Hace poco volvió a temblar, no oímos la alarma sísmica. A tientas, salimos despavoridos otra vez de casas y lugares de trabajo preguntándonos qué hacer.
En un artículo reciente de la literatura médica <1> se esbozan las medidas preventivas que cualquier sociedad debe tener listas para evitar una tragedia humana ante un terremoto. Como médico mexicano, su lectura me despertó consternación, seguida de zozobra e indignación. Si me lo permite el lector, aprovecho su tiempo para compartir estas preocupaciones.
Asientan los autores (dos médicos de Los Angeles y uno de Atlanta) que los desastres naturales han causado en las últimas dos décadas más de 3 millones de muertos y 800 millones de damnificados. Los costos son incalculables. Sólo en contados casos, se han diseñado estrategias para revertir tantas desgracias. Desde luego, la Tierra seguirá acomodándose en las fallas de San Andrés, de Cocos, de Indonesia y muchas otras que conforman su accidentada superficie. Las poblaciones urbanas, como consecuencia de la desigualdad social imperante, seguirán creciendo sobre todo en los países pobres y asentándose en edificaciones endebles hasta que no cambien sus condiciones de vida. En la ciudad de México, en Manzanillo, en incontables poblaciones de Oaxaca, Guerrero, Puebla y tantos otros estados, tales condiciones son más bien de muerte.
Las evidencias científicas sostienen que la prevención primaria es la única manera de evitar pérdidas humanas debidas a terremotos. Esto exige priorizar los planes de construcción sobre suelo firme y planear una estrategia global de atención médica de emergencia en toda población urbana susceptible de verse sacudida por un sismo. Los programas actuales para atender víctimas de terremotos se fundamentan en servicios hospitalarios o en brigadas ad hoc, que con frecuencia son rebasadas por la magnitud del desastre.
El tiempo de respuesta en una situación de urgencia es crítico. La experiencia en Asia y Europa ha demostrado que el 90 por ciento de los que sobreviven a un temblor son aquéllos que han sido rescatados antes de 24 horas. La mortalidad por ahogamiento o hemorragia aumenta exponencialmente después de las primeras seis horas bajo los escombros. Estas mismas seis horas son decisivas para salvar a los enfermos más graves, sobre todo los que sufrieron maceraciones, quemaduras o fracturas múltiples. Por tanto, los servicios asistenciales que tardan dos o tres días en adecuarse a la catástrofe son completamente obsoletos. Más aún como ocurrió en México el 19 de septiembre de 1985, los propios hospitales pueden quedar destruidos y con ello la merma en la atención médica se agrava.

■ PROBLEMA ■
Reproduce sin cambios el pasaje del fragmento sobre los terremotos que va desde "En un artículo" hasta "compartir estas preocupaciones.".

■ DATOS PROPORCIONADOS ■
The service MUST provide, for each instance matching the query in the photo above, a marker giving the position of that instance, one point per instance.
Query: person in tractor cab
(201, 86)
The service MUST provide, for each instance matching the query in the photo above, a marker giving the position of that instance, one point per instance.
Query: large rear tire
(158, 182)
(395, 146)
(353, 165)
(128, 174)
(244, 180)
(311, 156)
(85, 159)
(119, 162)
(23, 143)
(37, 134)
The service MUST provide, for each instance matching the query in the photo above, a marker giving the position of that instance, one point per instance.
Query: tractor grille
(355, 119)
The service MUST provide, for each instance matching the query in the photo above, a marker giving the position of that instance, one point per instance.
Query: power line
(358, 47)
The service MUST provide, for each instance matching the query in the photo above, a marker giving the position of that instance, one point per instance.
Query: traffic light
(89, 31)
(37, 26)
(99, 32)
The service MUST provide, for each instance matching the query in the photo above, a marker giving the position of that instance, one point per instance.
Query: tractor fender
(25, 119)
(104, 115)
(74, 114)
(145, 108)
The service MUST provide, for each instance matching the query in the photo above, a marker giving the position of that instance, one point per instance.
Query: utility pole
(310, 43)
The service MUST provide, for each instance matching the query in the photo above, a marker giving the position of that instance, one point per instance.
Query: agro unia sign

■ EJERCICIO RESUELTO ■
En un artículo reciente de la literatura médica <1> se esbozan las medidas preventivas que cualquier sociedad debe tener listas para evitar una tragedia humana ante un terremoto. Como médico mexicano, su lectura me despertó consternación, seguida de zozobra e indignación. Si me lo permite el lector, aprovecho su tiempo para compartir estas preocupaciones.